Provided passage START
Sacramento Bankruptcy Lawyer
What to Do Right Now: Prioritize and Protect Yourself
WHICH BILLS YOU SHOULD PAY FIRST
If you can’t afford to pay all your bills, you need to decide which bills you will pay. Choosing which bills to pay can make an enormous difference in your life, particularly if you would like to retain possession of things like your home and your car.
Here’s a list of the order in which you should normally pay your bills when there isn’t enough money to pay them all:
FAMILY NECESSITIES
The most important use for your limited supply of money is to provide the essentials for your family. By essentials, I mean food, housing, and medicine. If you don’t provide your family with these things, nothing else will matter. I recommend that you get into the habit of buying these things with your monthly income, not with credit, since using credit this month for the basic necessities means you will have twice the expenses next month.
SECURED DEBTS
The two most important secured debts most people have are their home mortgage and their car loan. Your house is collateral that secures your mortgage and your car is collateral securing your car loan.
Provided passage END
Provided information START
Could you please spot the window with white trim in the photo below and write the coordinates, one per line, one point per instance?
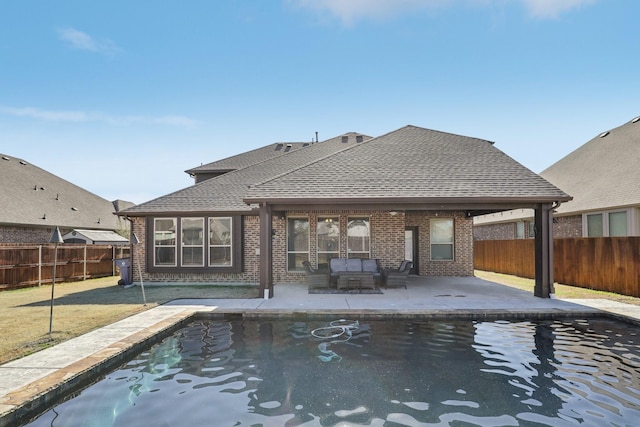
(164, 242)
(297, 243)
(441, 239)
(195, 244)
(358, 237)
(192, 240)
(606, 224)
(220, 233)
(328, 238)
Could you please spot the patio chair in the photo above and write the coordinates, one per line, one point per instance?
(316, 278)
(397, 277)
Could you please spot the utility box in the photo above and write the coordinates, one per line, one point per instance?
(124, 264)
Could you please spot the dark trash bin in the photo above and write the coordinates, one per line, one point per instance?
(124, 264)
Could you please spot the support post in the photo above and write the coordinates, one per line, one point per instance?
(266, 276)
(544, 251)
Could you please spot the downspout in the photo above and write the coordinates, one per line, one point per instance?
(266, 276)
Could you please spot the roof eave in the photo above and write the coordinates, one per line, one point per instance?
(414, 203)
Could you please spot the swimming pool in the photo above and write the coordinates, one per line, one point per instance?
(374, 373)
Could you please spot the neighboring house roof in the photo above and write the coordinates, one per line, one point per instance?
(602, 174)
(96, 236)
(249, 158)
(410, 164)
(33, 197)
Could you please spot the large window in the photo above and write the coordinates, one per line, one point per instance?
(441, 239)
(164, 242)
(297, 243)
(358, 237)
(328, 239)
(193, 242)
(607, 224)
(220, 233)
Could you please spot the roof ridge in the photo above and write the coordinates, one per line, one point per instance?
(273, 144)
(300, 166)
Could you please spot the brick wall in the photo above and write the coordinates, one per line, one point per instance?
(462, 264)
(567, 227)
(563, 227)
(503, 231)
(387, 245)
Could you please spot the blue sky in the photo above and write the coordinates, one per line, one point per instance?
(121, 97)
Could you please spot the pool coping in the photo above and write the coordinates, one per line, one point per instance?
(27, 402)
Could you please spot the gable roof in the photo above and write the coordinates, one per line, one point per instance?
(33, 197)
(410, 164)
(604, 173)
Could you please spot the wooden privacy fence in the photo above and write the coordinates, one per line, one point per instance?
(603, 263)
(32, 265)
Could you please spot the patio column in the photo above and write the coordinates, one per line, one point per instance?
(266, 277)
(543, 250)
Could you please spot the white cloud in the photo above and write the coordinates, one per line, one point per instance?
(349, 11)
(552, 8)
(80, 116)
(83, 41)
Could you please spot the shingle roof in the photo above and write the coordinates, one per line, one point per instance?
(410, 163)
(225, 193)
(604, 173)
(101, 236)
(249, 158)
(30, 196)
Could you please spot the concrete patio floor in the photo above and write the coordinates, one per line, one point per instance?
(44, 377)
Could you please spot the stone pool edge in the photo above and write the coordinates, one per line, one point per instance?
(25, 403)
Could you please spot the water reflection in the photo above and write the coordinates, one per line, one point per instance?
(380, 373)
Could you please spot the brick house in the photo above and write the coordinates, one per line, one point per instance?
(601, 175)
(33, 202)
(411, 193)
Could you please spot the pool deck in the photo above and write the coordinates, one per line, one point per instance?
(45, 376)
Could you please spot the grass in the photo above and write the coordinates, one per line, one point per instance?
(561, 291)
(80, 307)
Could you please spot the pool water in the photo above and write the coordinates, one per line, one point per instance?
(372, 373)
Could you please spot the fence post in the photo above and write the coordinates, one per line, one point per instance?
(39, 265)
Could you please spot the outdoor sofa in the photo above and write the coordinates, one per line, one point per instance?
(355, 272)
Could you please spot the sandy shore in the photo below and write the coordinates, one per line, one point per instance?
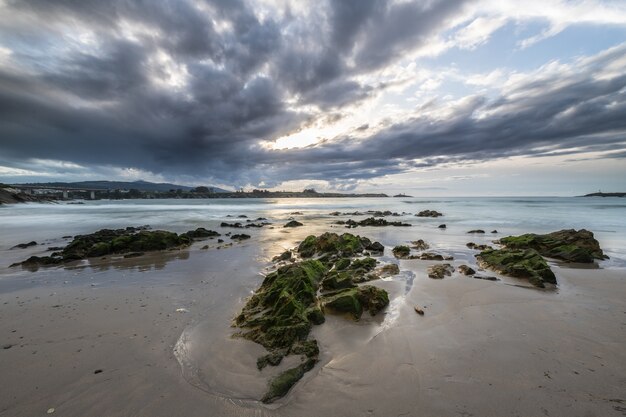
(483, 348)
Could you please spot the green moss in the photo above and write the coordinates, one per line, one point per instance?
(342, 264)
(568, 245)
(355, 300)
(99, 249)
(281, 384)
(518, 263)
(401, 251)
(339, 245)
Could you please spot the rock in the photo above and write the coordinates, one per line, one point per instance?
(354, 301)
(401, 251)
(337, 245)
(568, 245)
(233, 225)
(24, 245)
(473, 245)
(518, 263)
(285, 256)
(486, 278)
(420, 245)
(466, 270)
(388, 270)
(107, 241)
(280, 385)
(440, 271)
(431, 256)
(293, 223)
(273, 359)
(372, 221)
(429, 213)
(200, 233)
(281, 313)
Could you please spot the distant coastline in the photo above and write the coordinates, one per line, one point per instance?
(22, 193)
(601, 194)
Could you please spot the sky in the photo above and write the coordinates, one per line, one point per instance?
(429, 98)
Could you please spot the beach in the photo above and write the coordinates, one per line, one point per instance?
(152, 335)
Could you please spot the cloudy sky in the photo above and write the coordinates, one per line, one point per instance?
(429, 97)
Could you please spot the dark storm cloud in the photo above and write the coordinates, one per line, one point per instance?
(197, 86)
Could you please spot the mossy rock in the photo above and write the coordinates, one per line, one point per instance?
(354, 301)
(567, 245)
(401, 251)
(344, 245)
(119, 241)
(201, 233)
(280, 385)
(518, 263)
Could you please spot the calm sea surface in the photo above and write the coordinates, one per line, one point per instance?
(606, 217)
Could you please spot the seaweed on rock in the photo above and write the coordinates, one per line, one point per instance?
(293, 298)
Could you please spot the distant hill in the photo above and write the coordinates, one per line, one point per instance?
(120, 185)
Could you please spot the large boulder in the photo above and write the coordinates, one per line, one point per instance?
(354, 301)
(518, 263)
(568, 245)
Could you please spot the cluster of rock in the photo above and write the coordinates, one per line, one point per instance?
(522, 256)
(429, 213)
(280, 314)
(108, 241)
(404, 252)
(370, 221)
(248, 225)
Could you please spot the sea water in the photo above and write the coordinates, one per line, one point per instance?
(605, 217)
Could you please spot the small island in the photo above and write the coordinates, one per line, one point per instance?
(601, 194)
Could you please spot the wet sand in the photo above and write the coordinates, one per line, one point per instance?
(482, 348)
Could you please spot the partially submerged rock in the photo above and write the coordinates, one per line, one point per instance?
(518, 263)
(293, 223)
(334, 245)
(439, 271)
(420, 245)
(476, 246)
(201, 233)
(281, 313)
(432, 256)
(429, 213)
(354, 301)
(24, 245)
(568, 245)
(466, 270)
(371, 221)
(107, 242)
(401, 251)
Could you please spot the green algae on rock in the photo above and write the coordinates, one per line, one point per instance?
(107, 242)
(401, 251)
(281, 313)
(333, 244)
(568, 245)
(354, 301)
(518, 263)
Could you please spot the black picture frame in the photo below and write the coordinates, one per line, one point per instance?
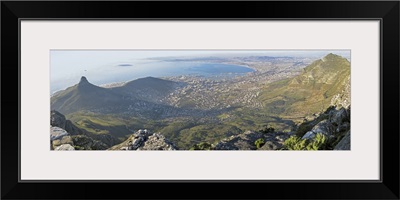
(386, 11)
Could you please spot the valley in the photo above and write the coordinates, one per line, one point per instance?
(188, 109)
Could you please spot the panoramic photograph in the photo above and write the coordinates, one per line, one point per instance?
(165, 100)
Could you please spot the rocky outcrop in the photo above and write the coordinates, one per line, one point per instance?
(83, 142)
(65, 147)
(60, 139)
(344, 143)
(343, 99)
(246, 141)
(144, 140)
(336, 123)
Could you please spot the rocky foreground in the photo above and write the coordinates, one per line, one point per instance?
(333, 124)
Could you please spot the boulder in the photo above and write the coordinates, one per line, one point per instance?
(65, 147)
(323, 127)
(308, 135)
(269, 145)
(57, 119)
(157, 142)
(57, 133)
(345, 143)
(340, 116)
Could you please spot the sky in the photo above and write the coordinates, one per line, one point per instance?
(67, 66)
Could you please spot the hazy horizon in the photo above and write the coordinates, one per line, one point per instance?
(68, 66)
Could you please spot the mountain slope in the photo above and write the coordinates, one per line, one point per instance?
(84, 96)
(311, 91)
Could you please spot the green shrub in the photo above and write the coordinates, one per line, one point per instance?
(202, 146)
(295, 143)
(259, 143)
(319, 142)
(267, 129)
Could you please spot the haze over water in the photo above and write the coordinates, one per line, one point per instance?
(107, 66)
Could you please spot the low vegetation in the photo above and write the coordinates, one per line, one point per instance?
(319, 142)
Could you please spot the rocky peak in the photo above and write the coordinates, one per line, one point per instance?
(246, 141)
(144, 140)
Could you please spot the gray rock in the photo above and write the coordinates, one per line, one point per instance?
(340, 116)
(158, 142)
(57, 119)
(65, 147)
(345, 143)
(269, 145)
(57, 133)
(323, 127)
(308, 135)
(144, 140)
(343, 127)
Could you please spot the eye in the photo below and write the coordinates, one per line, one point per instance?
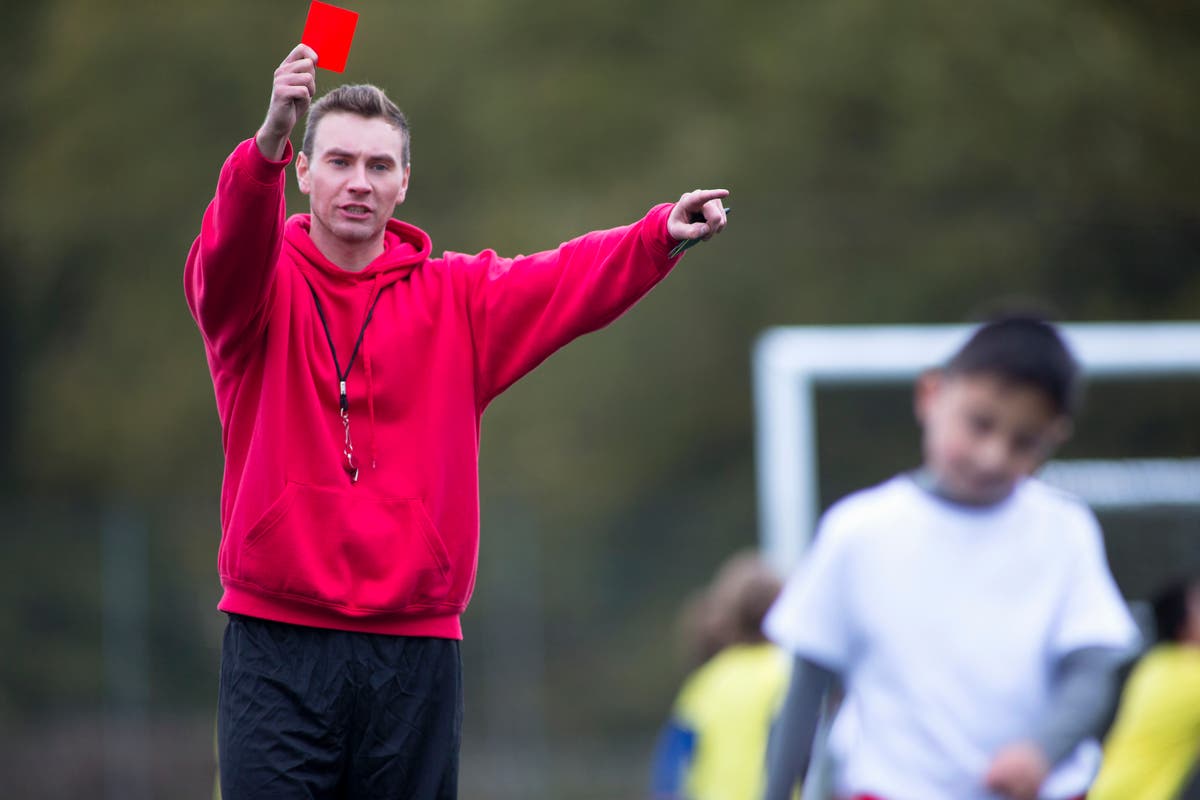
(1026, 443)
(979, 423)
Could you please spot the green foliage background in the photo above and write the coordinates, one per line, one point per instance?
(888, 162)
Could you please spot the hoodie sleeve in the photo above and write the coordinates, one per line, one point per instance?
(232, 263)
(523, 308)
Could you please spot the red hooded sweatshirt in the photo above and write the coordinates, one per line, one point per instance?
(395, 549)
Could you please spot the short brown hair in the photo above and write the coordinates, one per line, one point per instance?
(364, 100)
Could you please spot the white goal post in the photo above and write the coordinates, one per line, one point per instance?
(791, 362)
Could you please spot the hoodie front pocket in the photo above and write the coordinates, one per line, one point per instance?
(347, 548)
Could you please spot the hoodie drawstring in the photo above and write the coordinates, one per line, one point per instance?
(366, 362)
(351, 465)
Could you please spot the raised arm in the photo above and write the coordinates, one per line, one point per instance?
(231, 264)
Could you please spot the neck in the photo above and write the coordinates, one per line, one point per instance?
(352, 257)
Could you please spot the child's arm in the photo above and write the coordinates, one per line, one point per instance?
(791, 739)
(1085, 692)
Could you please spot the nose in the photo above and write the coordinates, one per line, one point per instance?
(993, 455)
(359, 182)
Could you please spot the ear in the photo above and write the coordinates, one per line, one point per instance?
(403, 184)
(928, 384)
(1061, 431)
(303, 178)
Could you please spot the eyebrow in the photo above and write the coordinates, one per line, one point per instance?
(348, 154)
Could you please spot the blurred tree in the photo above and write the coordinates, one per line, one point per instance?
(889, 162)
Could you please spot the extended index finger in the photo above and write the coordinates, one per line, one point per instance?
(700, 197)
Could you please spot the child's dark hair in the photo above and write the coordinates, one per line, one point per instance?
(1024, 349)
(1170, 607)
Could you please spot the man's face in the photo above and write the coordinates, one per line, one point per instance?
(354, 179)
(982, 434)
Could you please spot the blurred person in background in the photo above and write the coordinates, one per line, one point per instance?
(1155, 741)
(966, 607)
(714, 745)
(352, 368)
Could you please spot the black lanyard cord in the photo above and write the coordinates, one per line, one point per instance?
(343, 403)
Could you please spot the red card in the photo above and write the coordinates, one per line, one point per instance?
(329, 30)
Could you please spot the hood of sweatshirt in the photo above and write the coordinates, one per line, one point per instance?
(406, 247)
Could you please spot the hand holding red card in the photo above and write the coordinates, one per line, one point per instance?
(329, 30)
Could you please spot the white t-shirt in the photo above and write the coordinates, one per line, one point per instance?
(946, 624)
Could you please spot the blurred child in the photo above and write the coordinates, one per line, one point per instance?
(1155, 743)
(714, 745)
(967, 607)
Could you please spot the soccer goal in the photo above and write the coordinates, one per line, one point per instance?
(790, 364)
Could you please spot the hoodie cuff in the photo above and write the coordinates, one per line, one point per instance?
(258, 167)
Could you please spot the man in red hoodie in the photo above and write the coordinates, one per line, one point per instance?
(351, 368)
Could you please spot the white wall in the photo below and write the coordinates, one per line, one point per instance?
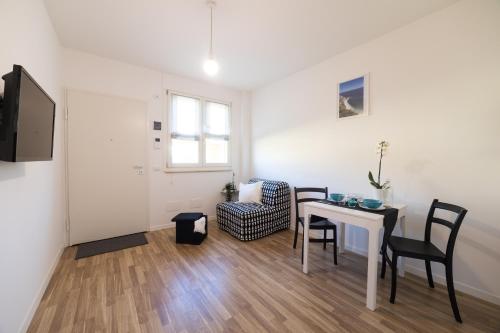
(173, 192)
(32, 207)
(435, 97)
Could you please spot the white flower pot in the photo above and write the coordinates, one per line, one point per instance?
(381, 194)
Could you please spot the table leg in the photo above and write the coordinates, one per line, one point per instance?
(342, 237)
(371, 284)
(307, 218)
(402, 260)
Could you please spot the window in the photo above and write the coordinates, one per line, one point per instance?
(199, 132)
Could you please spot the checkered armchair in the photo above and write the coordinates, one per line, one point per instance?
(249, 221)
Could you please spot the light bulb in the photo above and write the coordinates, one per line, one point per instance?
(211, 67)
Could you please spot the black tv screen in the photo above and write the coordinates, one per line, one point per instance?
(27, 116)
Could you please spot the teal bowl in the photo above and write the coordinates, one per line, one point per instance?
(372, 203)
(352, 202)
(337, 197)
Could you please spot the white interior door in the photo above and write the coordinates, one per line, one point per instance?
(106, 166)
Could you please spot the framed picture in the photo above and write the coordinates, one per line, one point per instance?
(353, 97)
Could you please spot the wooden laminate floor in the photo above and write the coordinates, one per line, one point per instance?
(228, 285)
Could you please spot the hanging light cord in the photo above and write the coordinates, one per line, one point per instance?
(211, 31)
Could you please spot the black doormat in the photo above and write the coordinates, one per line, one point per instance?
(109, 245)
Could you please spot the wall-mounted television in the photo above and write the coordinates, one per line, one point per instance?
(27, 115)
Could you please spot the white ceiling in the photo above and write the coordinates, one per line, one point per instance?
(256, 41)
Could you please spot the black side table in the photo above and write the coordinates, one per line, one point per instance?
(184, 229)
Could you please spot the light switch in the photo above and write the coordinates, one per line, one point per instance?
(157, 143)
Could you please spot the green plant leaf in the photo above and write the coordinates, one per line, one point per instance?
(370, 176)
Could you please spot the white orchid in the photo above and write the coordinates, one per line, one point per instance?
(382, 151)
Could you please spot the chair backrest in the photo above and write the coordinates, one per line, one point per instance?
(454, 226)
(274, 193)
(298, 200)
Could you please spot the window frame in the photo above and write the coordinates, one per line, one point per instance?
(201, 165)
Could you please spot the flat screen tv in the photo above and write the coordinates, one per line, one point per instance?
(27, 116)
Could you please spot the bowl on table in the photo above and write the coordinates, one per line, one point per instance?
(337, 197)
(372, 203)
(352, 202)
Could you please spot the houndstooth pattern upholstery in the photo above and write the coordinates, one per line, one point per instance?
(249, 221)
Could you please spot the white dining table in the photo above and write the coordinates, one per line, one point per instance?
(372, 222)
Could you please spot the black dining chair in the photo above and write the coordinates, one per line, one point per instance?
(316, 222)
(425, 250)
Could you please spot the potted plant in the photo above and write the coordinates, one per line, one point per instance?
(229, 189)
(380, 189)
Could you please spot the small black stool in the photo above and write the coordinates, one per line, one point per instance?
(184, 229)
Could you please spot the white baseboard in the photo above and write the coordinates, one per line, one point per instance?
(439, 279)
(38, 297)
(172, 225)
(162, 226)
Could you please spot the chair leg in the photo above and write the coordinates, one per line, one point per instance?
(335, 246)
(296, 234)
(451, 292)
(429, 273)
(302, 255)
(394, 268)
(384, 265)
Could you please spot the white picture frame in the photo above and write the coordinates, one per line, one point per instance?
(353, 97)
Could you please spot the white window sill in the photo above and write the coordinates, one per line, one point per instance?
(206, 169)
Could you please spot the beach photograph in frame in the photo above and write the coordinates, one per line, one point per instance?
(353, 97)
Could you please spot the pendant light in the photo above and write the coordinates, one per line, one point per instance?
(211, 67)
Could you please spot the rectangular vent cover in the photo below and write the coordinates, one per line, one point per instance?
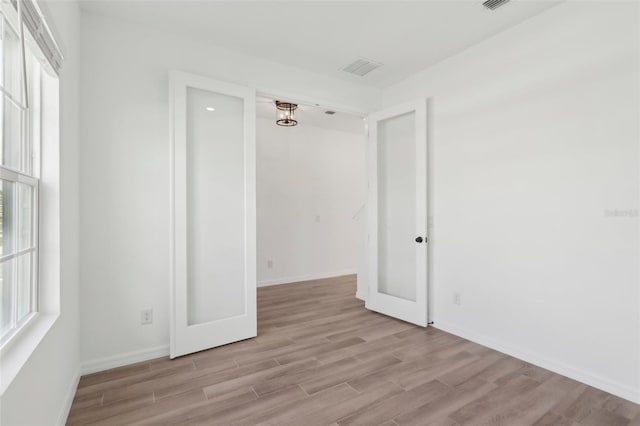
Provided information END
§ Required actions:
• 1. From the guide on which bills to pay first, quote the text between "Here’s a list" and "expenses next month.", inclusive.
• 2. Please write the next part of the guide on which bills to pay first, picking up after its last sentence.

§ Expected outputs:
• 1.
Here’s a list of the order in which you should normally pay your bills when there isn’t enough money to pay them all:
FAMILY NECESSITIES
The most important use for your limited supply of money is to provide the essentials for your family. By essentials, I mean food, housing, and medicine. If you don’t provide your family with these things, nothing else will matter. I recommend that you get into the habit of buying these things with your monthly income, not with credit, since using credit this month for the basic necessities means you will have twice the expenses next month.

• 2.
If you get behind on your payments, your creditors can take the collateral and sell it to get their money. Even filing for Sacramento bankruptcy can only delay the loss of your home or car if you don’t keep up the payments. Unless you are willing to lose your home or car, you must make paying these secured debts a very high priority. This seems only logical, but it's shocking by the number of my clients who, probably because of collection harassment, pay credit card payments instead of their house or car payments.
If you think there is a possibility that you will want to surrender your house or car (and this could actually be a wise decision) it might be best to stop making these secured payments, but check with a Sacramento bankruptcy lawyer to help you analyze the pros and cons of such strategy.
You may have more flexibility with some other secured debts if you are going to file bankruptcy. Secured debts like finance company loans or store credit cards are likely to be discharged in bankruptcy, where they can often be treated the same as unsecured debts.